[Information supplied Boundary: Start]

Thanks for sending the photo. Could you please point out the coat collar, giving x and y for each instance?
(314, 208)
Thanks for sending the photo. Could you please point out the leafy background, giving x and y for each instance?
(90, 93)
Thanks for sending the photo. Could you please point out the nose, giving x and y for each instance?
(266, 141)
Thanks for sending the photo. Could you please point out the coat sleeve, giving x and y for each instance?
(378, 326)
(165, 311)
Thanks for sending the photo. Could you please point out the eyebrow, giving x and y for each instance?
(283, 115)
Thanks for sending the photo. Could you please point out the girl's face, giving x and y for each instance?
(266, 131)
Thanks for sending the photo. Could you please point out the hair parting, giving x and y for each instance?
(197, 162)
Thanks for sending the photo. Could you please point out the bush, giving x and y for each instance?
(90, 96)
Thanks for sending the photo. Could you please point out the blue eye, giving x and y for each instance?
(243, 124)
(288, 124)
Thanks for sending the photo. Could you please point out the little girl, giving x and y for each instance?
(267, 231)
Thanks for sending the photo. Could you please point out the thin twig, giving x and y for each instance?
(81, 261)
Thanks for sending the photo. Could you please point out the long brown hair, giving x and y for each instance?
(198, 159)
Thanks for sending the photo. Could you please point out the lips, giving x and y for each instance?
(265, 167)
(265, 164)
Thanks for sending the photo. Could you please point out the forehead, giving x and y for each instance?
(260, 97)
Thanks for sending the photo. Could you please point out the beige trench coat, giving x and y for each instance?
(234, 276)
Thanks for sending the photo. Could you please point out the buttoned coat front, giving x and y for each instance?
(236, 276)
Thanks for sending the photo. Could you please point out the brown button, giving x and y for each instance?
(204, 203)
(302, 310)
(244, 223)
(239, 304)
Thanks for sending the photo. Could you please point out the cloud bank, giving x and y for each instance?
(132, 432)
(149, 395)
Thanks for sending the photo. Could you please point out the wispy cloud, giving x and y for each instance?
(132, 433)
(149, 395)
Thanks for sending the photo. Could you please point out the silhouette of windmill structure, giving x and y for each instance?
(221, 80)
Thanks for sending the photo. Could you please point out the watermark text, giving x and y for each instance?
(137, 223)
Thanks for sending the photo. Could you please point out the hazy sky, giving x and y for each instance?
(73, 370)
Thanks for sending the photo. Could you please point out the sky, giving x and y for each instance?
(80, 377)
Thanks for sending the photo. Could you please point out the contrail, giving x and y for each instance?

[Information supplied Boundary: End]

**Work to complete**.
Beginning with the line that holds "the sky, giving", please give again each line exactly until the records end, and include that final line.

**Written reply**.
Thanks for sending the photo. Could you please point out the sky, giving x and y for each instance?
(80, 377)
Thanks for sending the photo. Could you please point out the contrail, giving x and y for each instance?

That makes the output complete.